### Records from a dataset
══════════════════════════════

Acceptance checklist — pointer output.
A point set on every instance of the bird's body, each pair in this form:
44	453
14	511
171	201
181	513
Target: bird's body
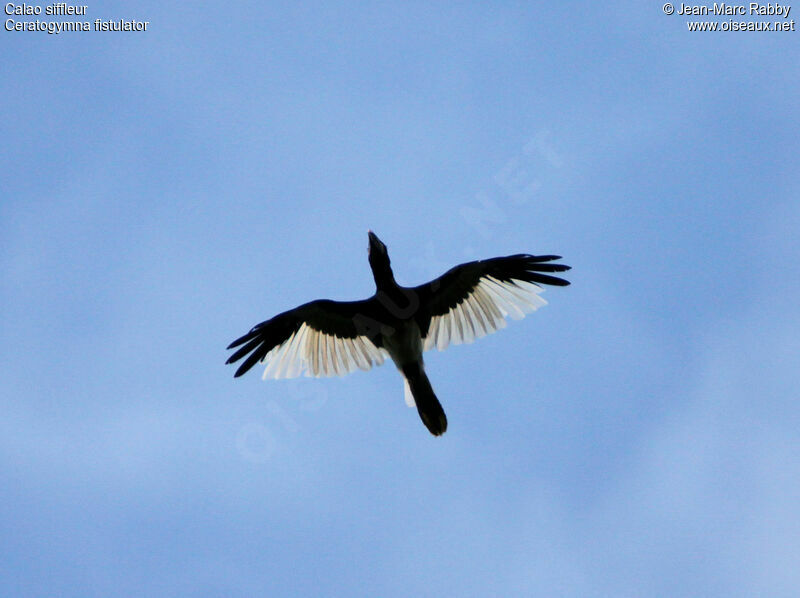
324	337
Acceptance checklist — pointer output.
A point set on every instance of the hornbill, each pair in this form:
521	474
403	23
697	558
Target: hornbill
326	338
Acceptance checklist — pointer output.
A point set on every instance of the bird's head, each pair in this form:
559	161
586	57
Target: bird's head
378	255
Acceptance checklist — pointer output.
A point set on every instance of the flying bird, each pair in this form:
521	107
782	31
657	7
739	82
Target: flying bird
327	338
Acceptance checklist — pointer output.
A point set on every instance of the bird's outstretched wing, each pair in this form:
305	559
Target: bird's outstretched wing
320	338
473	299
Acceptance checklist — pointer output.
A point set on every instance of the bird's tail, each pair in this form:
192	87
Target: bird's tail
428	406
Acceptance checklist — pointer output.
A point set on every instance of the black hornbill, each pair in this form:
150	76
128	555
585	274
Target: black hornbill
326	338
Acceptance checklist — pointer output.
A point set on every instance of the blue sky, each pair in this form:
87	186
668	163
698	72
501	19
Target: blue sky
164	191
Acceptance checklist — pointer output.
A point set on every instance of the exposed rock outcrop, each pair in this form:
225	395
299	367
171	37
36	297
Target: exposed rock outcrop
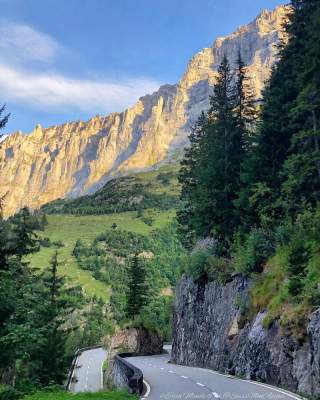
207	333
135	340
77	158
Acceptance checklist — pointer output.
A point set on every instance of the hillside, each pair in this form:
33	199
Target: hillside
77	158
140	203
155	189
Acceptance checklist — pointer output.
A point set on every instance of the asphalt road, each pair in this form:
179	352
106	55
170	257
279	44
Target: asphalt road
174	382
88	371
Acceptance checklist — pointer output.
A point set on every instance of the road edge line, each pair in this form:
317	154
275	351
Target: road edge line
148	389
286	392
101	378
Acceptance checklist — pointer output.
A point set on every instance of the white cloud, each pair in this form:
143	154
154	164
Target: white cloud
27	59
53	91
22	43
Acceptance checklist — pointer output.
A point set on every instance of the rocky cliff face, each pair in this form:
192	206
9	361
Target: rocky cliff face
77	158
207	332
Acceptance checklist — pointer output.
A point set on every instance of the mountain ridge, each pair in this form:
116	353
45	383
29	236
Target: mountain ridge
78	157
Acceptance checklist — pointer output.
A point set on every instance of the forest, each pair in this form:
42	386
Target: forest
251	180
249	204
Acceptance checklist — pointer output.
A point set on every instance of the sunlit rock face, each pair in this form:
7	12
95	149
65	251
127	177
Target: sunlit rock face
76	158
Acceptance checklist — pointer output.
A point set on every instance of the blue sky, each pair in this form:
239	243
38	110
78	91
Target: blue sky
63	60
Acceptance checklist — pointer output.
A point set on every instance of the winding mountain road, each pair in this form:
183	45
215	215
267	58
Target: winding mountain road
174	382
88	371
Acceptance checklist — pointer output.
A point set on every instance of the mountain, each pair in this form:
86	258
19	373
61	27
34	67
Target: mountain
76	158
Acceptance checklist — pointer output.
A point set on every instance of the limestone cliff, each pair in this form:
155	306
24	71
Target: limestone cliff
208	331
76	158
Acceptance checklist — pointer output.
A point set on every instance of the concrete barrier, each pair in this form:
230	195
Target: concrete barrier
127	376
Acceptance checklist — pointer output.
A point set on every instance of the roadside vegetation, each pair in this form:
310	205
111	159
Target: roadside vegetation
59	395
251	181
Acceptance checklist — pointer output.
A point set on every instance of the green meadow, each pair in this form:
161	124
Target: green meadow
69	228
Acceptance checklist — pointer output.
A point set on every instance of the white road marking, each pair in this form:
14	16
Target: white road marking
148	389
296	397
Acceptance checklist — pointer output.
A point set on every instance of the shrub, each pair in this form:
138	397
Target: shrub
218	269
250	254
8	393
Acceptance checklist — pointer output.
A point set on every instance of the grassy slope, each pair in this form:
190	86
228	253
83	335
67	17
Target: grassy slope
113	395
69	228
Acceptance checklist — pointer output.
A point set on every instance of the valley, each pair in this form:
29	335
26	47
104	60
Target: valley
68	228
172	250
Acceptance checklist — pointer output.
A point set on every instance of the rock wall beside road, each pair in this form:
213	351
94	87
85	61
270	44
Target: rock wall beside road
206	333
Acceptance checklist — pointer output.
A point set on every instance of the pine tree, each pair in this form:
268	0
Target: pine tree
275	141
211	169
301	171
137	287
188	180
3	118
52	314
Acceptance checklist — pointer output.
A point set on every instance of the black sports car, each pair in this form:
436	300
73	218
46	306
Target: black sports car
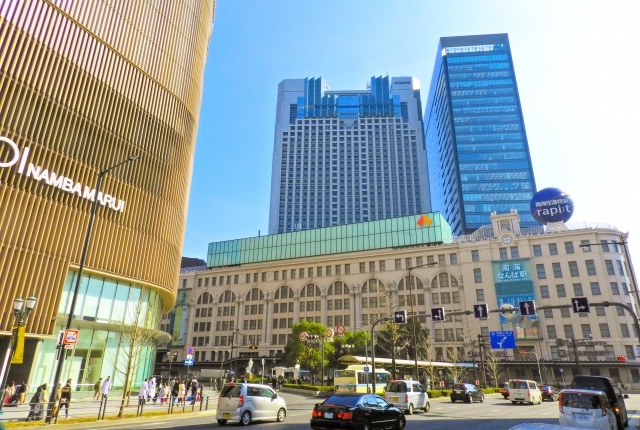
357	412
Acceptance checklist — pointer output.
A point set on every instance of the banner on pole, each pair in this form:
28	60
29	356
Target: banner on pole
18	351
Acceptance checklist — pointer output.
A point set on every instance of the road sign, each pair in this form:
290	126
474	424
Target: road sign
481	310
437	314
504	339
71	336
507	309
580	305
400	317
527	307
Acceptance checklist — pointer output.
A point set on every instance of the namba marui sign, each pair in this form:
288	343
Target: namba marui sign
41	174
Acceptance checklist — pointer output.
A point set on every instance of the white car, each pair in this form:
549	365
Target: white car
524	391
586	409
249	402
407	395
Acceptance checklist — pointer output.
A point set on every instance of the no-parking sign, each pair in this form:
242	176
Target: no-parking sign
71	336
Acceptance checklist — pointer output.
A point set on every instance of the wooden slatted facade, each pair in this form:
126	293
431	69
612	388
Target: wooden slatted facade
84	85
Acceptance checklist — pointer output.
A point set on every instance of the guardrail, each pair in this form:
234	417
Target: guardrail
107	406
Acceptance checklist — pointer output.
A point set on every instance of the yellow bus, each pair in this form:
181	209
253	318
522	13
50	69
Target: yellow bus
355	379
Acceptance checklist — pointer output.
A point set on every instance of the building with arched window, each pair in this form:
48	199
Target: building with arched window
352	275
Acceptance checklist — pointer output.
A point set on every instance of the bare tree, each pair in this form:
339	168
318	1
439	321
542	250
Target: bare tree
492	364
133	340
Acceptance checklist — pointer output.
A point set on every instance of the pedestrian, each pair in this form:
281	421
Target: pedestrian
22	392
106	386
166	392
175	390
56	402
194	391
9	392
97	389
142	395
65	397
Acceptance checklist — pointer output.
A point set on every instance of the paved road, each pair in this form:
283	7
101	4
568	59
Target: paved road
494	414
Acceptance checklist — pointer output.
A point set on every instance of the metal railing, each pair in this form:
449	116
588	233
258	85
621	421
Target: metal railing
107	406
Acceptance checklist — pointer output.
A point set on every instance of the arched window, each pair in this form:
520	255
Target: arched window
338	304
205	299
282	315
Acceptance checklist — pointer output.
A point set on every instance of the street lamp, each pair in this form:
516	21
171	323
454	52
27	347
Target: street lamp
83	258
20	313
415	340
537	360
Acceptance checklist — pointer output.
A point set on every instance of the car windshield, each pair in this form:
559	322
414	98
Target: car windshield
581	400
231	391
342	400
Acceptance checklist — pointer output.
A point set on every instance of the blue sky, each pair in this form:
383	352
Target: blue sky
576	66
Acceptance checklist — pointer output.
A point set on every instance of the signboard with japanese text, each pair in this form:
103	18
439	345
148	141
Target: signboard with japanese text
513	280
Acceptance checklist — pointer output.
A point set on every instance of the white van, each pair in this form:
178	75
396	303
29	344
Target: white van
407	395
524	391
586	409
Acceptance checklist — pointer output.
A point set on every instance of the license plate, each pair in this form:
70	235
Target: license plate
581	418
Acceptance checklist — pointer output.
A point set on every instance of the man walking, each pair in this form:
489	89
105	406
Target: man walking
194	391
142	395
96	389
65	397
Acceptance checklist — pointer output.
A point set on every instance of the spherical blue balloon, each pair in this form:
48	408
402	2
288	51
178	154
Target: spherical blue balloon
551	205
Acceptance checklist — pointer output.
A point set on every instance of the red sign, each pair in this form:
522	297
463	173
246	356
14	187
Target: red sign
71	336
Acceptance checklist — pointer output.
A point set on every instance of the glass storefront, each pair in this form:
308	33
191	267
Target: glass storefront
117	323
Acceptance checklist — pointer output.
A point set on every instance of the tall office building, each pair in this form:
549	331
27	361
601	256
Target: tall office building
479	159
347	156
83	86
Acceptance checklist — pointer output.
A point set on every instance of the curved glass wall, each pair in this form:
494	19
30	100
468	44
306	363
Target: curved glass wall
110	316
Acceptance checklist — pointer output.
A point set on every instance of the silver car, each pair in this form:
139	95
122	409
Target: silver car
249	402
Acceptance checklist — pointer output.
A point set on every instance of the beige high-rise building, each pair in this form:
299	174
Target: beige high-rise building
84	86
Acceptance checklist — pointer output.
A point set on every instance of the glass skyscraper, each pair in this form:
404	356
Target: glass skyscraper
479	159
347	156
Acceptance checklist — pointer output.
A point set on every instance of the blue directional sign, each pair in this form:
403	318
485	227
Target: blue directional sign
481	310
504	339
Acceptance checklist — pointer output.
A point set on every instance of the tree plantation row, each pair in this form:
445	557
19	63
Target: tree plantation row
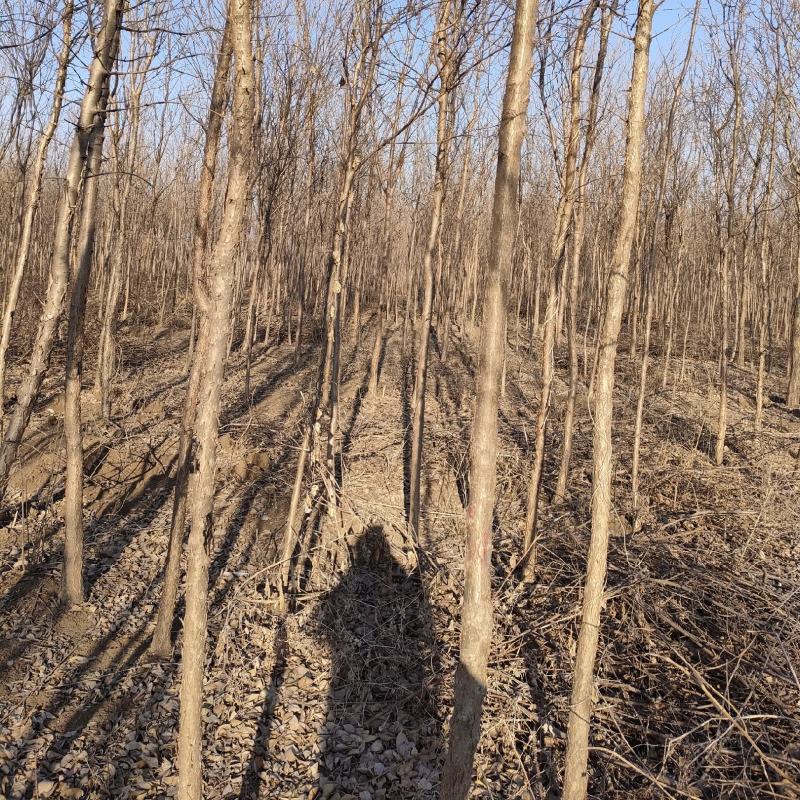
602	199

══════════════════════════════

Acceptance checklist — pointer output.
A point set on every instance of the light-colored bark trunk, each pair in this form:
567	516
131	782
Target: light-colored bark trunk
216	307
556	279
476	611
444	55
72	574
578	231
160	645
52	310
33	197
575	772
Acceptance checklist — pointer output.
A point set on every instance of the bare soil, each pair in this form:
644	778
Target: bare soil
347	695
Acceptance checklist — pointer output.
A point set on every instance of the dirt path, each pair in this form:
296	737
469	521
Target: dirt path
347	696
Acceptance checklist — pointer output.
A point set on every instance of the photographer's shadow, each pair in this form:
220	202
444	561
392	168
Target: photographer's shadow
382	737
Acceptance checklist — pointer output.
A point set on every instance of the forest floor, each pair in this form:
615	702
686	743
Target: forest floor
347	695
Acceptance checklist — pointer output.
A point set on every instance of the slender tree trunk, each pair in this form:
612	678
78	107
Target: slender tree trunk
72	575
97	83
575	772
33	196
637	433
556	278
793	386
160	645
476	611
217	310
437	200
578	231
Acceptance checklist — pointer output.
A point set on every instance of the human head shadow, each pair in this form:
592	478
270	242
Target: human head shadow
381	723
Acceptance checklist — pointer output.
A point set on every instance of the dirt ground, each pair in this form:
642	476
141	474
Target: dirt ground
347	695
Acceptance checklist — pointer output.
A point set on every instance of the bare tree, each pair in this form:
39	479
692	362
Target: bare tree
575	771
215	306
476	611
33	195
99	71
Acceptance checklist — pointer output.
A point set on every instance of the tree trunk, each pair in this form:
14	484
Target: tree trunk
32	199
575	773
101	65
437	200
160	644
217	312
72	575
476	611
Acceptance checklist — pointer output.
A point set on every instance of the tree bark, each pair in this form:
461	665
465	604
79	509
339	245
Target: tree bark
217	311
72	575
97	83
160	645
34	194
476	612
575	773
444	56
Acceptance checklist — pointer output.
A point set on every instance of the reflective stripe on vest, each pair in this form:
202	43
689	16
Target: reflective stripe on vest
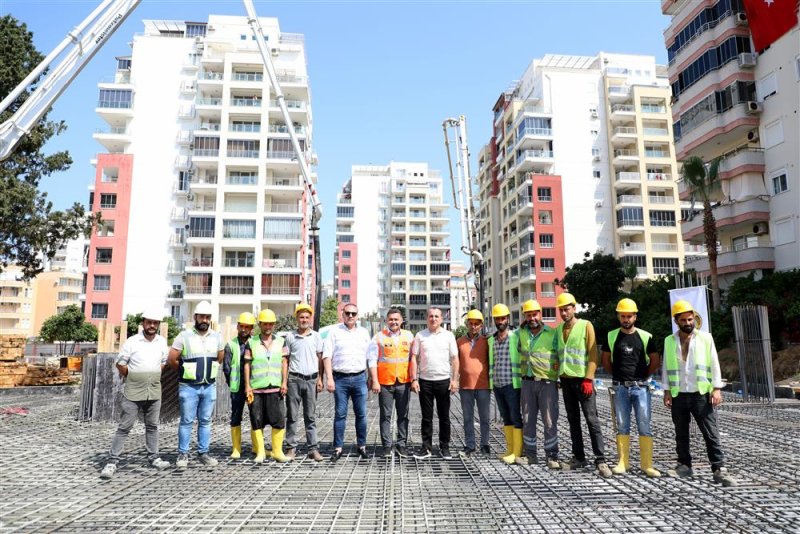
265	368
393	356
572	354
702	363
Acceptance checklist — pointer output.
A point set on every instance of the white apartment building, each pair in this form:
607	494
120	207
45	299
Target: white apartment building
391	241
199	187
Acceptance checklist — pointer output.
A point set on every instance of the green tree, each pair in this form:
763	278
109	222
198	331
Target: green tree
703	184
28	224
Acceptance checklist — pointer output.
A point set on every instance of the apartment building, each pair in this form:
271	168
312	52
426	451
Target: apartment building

══════════════════════════════

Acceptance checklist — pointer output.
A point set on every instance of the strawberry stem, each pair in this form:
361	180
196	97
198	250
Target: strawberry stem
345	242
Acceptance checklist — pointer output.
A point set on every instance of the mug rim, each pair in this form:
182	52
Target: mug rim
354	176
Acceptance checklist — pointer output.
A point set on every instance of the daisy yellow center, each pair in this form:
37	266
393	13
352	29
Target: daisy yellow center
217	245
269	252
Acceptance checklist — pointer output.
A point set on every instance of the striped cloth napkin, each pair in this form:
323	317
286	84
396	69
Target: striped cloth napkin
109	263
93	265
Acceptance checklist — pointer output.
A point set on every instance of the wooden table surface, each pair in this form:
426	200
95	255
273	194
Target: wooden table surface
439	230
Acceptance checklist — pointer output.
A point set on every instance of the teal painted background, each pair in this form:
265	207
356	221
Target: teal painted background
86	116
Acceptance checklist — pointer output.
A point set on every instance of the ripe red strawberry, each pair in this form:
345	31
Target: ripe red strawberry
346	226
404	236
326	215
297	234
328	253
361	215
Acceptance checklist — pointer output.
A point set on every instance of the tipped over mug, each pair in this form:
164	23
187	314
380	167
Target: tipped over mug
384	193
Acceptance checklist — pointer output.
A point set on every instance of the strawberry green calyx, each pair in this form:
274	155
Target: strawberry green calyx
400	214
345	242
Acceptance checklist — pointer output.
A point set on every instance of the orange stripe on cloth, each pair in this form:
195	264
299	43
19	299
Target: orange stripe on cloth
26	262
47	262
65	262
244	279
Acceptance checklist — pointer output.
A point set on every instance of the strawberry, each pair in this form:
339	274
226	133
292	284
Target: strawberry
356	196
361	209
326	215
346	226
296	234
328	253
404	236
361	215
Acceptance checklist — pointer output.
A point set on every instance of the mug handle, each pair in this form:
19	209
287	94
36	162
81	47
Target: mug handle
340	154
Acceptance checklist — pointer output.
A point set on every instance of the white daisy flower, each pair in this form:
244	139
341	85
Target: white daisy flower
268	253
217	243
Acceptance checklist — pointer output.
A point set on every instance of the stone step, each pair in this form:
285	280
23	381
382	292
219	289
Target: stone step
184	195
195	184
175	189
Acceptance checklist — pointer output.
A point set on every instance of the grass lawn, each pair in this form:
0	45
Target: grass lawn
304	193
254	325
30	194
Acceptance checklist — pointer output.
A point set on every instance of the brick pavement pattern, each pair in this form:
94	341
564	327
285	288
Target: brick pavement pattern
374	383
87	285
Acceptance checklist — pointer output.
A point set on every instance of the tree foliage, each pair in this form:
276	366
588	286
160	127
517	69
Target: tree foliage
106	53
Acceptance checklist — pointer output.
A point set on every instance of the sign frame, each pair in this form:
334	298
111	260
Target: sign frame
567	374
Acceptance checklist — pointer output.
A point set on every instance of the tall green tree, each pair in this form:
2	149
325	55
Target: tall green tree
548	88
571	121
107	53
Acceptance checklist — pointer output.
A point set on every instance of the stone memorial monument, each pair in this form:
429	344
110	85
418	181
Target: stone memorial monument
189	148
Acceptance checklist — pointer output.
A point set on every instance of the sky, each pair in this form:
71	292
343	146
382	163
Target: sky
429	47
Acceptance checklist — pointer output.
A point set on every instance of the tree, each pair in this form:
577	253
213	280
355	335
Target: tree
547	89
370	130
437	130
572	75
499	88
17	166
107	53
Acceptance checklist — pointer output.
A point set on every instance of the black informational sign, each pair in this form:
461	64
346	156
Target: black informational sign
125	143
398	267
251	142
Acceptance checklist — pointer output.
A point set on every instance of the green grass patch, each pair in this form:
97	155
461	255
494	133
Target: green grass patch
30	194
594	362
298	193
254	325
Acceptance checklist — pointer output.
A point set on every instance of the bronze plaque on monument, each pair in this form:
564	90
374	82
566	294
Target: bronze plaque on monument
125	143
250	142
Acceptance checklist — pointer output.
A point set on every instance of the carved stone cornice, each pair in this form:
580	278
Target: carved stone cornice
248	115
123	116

══════════════════════════════

Extract each line of the entries above that contains the string "surface". Matching is case-sensitive.

### Output
A point set on every instance of the wooden table surface, each pair in this form:
Target: wooden table surface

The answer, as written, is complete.